* [GIVEN PROBLEM]:
Below, duplicate the rows exactly, starting with the line that contains "of the short" and continuing through the line that contains "pixel 539 83", including both of those lines.

(Stored records)
START

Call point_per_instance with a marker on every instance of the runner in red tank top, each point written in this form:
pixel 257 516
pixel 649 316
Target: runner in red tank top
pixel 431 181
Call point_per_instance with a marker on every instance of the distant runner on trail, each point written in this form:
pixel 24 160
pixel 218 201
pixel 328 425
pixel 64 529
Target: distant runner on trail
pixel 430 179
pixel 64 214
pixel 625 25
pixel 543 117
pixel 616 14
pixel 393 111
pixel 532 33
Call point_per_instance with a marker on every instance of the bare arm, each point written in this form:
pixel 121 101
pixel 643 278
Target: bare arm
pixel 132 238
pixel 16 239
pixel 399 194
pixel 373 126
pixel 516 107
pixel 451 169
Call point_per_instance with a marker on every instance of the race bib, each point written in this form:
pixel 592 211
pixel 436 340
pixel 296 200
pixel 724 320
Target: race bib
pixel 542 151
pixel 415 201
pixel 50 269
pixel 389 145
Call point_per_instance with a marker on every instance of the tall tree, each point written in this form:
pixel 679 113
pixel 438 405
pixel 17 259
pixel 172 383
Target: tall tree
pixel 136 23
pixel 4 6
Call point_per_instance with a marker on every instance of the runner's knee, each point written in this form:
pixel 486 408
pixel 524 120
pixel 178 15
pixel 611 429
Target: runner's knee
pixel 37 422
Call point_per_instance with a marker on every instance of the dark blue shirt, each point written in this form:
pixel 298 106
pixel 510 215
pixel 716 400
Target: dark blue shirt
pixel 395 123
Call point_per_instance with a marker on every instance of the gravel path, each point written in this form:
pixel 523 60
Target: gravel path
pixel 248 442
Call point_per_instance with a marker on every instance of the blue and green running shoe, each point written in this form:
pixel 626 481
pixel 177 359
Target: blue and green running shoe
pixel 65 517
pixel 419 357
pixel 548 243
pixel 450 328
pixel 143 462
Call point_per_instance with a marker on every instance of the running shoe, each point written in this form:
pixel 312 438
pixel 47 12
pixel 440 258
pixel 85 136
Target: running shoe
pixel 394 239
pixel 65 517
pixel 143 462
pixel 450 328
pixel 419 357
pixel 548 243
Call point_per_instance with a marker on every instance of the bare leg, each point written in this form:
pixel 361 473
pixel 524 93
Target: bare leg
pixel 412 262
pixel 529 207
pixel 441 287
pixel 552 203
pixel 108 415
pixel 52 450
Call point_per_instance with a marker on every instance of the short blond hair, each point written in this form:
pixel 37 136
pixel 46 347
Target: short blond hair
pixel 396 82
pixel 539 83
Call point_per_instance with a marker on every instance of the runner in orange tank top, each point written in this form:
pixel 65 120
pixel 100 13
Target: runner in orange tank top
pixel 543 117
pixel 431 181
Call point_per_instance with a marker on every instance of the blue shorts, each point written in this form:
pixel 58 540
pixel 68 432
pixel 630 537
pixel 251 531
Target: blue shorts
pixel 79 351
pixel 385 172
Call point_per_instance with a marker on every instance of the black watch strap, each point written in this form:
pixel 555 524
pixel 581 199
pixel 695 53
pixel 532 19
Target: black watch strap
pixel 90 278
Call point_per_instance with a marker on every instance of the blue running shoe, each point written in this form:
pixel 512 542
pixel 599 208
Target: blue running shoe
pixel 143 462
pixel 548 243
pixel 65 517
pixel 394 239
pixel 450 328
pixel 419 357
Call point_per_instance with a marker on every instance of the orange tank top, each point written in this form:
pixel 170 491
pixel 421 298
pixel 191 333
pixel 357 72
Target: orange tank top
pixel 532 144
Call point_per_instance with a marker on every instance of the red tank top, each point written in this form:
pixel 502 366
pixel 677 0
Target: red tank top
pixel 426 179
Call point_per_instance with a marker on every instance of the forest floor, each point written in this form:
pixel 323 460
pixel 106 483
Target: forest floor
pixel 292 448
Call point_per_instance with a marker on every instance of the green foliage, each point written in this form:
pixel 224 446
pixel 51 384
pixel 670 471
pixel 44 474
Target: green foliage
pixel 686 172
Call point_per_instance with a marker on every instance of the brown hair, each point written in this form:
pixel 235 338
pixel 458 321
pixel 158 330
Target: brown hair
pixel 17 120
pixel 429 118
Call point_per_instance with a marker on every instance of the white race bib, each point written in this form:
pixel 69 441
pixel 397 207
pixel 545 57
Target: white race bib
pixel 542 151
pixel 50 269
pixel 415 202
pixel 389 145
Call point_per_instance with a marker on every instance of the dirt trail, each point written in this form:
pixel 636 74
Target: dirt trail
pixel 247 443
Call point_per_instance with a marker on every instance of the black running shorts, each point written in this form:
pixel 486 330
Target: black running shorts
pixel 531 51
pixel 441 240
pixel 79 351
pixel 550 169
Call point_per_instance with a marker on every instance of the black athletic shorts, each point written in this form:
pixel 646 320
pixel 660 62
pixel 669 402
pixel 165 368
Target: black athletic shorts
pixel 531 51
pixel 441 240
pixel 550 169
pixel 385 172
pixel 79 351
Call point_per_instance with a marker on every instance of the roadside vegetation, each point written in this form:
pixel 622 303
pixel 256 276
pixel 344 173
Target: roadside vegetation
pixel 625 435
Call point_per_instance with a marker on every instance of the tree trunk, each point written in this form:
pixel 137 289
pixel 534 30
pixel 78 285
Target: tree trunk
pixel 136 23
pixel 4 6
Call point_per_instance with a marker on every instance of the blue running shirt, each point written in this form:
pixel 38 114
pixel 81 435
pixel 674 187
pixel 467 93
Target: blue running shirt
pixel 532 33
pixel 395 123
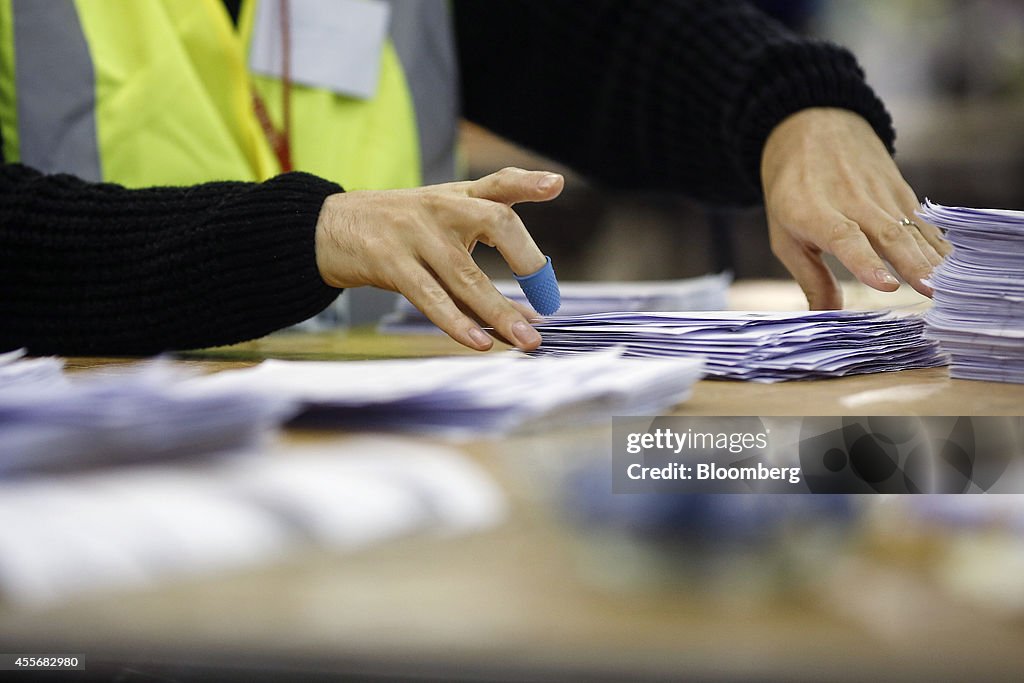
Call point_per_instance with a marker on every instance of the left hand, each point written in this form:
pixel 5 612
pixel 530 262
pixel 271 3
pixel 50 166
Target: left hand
pixel 832 186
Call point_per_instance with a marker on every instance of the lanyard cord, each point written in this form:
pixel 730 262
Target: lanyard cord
pixel 280 139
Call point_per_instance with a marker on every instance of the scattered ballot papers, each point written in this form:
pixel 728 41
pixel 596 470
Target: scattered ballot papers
pixel 978 315
pixel 757 346
pixel 706 293
pixel 496 392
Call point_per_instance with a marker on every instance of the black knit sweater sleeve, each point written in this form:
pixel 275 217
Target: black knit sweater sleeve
pixel 665 94
pixel 89 268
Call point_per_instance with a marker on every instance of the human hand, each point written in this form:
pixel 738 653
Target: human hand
pixel 832 186
pixel 418 242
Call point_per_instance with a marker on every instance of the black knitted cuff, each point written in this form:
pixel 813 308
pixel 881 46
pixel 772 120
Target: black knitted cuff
pixel 792 76
pixel 265 270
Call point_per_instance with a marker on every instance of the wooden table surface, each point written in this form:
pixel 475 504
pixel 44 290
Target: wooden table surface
pixel 542 596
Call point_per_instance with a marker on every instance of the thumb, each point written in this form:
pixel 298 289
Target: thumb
pixel 511 185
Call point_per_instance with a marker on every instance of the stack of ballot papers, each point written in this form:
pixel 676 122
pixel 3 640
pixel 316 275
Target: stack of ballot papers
pixel 131 527
pixel 51 421
pixel 757 346
pixel 496 392
pixel 706 293
pixel 978 315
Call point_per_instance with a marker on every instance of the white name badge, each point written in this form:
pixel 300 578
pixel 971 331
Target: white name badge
pixel 335 44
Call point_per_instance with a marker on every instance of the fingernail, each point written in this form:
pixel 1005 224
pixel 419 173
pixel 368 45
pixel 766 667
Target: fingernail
pixel 524 334
pixel 884 275
pixel 548 181
pixel 479 338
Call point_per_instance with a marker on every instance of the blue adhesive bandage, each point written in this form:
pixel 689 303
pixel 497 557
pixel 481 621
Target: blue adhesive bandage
pixel 541 289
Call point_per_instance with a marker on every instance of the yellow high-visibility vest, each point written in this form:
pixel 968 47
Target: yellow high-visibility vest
pixel 159 92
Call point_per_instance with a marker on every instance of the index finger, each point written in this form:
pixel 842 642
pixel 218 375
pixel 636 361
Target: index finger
pixel 511 185
pixel 503 229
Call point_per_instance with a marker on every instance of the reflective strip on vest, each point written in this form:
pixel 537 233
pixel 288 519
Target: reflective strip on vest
pixel 156 92
pixel 423 37
pixel 53 76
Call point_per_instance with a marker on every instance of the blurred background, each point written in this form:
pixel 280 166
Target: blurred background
pixel 951 73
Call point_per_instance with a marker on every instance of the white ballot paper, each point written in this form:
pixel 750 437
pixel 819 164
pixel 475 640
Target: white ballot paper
pixel 131 527
pixel 978 315
pixel 705 293
pixel 18 372
pixel 753 345
pixel 495 392
pixel 50 421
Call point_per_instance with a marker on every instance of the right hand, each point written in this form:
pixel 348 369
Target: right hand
pixel 418 242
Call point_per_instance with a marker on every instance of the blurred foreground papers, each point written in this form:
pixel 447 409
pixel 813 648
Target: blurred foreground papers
pixel 496 392
pixel 978 316
pixel 757 346
pixel 50 421
pixel 132 527
pixel 705 293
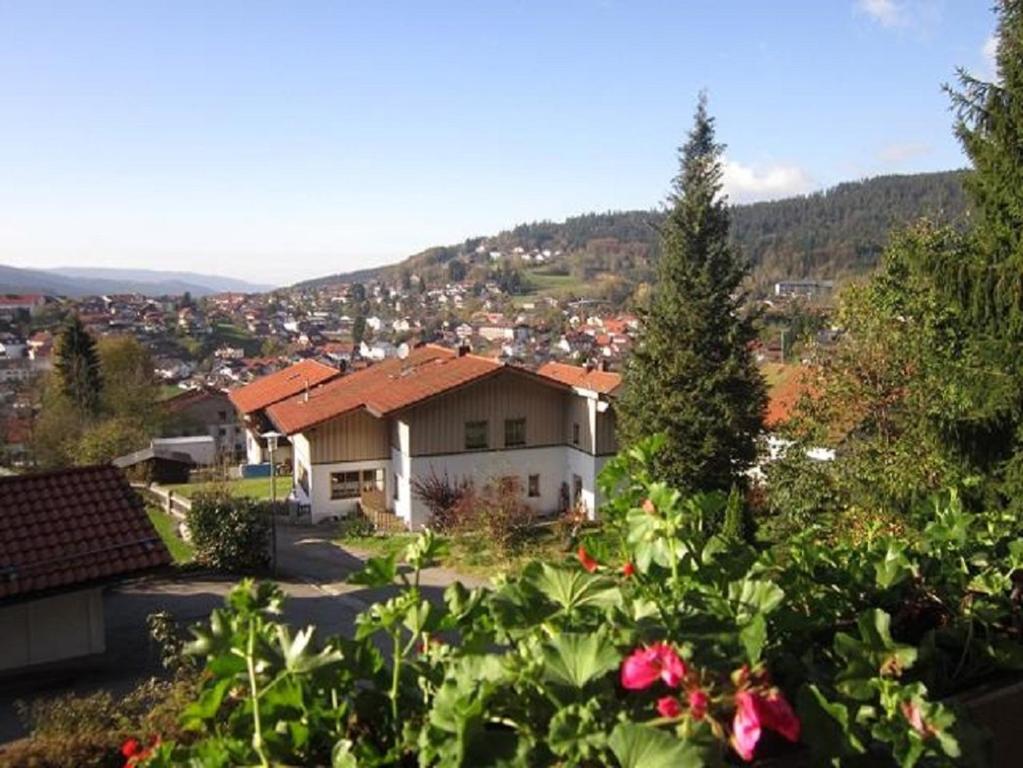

END

* [EXERCISE OUTPUT]:
Call point_per_instance with a marker on every instance of the short blond hair, each point written in this form:
pixel 37 136
pixel 46 347
Target: short blond hair
pixel 396 82
pixel 539 83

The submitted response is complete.